Copy out the complete listing, word for word.

>> START Given data

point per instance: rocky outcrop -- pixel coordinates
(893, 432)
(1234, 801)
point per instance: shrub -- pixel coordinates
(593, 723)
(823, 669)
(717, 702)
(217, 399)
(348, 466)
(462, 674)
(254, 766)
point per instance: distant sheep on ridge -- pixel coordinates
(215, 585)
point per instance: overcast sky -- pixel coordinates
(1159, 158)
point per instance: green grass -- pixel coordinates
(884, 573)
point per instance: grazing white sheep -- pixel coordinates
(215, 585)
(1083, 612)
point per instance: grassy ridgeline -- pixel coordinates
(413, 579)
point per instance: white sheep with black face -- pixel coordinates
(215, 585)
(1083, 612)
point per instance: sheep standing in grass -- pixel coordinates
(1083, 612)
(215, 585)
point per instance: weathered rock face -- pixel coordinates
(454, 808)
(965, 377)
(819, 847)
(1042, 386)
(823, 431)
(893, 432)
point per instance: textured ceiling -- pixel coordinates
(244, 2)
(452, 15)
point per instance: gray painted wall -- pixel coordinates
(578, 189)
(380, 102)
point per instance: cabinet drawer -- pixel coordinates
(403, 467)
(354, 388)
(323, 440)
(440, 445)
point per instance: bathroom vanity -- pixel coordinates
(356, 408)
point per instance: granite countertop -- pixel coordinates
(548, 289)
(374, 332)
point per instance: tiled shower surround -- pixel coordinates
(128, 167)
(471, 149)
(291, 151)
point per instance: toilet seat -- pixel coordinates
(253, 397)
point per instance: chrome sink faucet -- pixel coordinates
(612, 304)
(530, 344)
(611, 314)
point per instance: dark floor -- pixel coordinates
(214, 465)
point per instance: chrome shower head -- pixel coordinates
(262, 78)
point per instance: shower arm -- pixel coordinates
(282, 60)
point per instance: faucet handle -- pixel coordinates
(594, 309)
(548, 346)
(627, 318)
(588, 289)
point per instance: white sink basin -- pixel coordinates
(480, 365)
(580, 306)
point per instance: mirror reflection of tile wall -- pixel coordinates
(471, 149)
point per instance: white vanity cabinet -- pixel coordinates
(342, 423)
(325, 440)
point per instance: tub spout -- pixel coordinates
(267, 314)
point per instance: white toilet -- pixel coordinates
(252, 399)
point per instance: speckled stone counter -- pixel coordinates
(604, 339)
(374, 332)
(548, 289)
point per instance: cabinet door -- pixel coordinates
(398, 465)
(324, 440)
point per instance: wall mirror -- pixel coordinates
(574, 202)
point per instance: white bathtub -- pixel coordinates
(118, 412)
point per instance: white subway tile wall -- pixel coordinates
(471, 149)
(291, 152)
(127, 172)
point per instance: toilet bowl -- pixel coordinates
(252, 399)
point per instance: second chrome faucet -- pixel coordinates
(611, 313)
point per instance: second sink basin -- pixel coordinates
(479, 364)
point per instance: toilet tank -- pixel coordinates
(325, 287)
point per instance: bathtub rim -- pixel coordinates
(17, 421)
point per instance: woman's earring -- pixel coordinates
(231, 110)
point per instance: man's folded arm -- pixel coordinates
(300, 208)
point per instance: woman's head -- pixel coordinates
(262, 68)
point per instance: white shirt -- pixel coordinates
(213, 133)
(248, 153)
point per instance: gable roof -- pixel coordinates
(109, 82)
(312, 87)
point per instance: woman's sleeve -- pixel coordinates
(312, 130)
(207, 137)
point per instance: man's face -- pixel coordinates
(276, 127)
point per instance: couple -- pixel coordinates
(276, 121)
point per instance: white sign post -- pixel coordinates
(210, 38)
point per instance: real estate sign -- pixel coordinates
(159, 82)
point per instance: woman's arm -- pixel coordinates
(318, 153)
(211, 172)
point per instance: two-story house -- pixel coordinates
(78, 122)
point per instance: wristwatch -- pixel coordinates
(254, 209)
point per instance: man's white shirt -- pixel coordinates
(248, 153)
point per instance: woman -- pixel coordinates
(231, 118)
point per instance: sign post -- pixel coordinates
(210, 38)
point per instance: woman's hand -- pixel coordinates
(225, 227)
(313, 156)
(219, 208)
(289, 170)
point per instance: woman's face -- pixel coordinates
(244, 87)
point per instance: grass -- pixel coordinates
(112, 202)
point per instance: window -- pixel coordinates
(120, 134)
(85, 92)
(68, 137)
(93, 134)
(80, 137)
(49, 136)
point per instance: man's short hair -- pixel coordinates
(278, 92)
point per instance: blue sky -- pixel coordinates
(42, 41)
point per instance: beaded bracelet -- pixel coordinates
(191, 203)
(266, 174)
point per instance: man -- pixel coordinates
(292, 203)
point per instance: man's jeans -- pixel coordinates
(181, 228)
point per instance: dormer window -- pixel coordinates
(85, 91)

>> END Given data

:: Right answer ::
point per instance: rocky outcrop -- pixel coordinates
(893, 432)
(1234, 801)
point per instance: shrub -- pixel coordinates
(593, 723)
(823, 669)
(717, 702)
(217, 399)
(348, 466)
(462, 674)
(254, 766)
point per instance: distant sheep on ridge -- pixel coordinates
(215, 585)
point per instance: overcast sky -- pixel coordinates
(1159, 158)
point per instance: green grass -- pixel coordinates
(884, 573)
point per instance: grazing white sheep -- pixel coordinates
(215, 585)
(1083, 612)
point per instance: grassy ridgeline -- pixel coordinates
(413, 579)
point per instance: white sheep with black face -- pixel coordinates
(215, 585)
(1083, 612)
point per instance: sheep standing in grass -- pixel coordinates
(1083, 612)
(215, 585)
point per instance: weathered rock face -- pixel coordinates
(454, 808)
(965, 377)
(819, 847)
(1042, 386)
(823, 431)
(893, 432)
point per instance: textured ceiling -- pixel coordinates
(244, 2)
(452, 15)
point per instance: gray painted wall -- pixel coordinates
(578, 189)
(380, 102)
point per instance: cabinet drawer -- pixel coordinates
(403, 467)
(354, 388)
(323, 440)
(440, 445)
point per instance: bathroom vanity -- pixel coordinates
(356, 408)
point per instance: granite countertop -- pixel coordinates
(548, 289)
(374, 332)
point per instance: tiled shower surround -- pixel coordinates
(128, 167)
(471, 149)
(291, 151)
point per instance: toilet seat -- pixel coordinates
(253, 397)
point per instance: chrome sink faucet -- pixel coordinates
(612, 304)
(530, 344)
(611, 314)
point per instance: dark floor -- pixel coordinates
(214, 465)
point per instance: chrome shower head -- pixel coordinates
(262, 78)
point per instance: shower arm -- pixel coordinates
(282, 60)
point per instance: faucet handle -- pixel coordinates
(594, 309)
(548, 346)
(627, 318)
(588, 289)
point per instance: white sink basin -- pixel coordinates
(480, 365)
(580, 306)
point per instance: mirror reflection of tile wall -- pixel coordinates
(471, 149)
point per instance: white vanity cabinet -- pixel coordinates
(342, 423)
(325, 440)
point per instance: tub spout -- pixel coordinates
(267, 314)
point per instance: white toilet -- pixel coordinates
(252, 399)
point per instance: speckled stone counter -- pixel coordinates
(604, 339)
(374, 332)
(548, 289)
point per instance: cabinet door -- pixel coordinates
(398, 465)
(324, 440)
point per instance: wall mirror -- pixel coordinates
(574, 202)
point per instance: white bathtub -- pixel coordinates
(118, 412)
point per instance: white subway tile wall -- pixel coordinates
(471, 149)
(291, 152)
(127, 172)
point per instance: toilet bowl -- pixel coordinates
(252, 399)
point per instance: second chrome faucet -- pixel coordinates
(611, 313)
point per instance: second sink basin -- pixel coordinates
(479, 364)
point per instance: toilet tank -- pixel coordinates
(325, 287)
point per instance: bathtub rim -- pixel coordinates
(17, 421)
point per instance: woman's earring -- pixel coordinates
(231, 110)
point per instance: man's folded arm -- pixel coordinates
(300, 208)
point per instance: woman's head -- pixel coordinates
(262, 68)
point per instance: white shirt -- pixel coordinates
(213, 133)
(248, 153)
point per instance: gable roof -- pixel coordinates
(109, 82)
(312, 87)
point per instance: woman's sleeve -- pixel coordinates
(312, 130)
(207, 137)
point per instance: man's face -- pixel coordinates
(276, 127)
point per instance: couple -- pixel coordinates
(276, 121)
point per instance: white sign post -- pixel coordinates
(210, 38)
point per instance: real estate sign -- pixel coordinates
(159, 82)
point per instance: woman's arm -- pixel coordinates
(318, 153)
(211, 172)
point per instance: two-story house -- pixel coordinates
(78, 122)
point per instance: wristwatch -- pixel coordinates
(254, 209)
point per instance: man's white shirt -- pixel coordinates
(248, 153)
point per instance: woman -- pixel coordinates
(231, 118)
point per instance: sign post -- pixel coordinates
(210, 38)
point per instance: woman's hand -- pixel coordinates
(225, 227)
(313, 156)
(219, 208)
(289, 170)
point per instance: woman's face -- pixel coordinates
(244, 87)
point per instance: grass -- pixel coordinates
(112, 202)
point per instance: window -- pixel coordinates
(120, 134)
(85, 92)
(68, 137)
(93, 134)
(80, 137)
(49, 136)
point per instance: man's short hair -- pixel coordinates
(278, 92)
point per instance: blue sky -- pixel coordinates
(42, 41)
point per instance: beaded bracelet -- pixel coordinates
(191, 203)
(266, 174)
point per instance: man -- pixel coordinates
(292, 203)
point per instance: man's jeans -- pixel coordinates
(181, 228)
point per instance: dormer window -- pixel coordinates
(85, 91)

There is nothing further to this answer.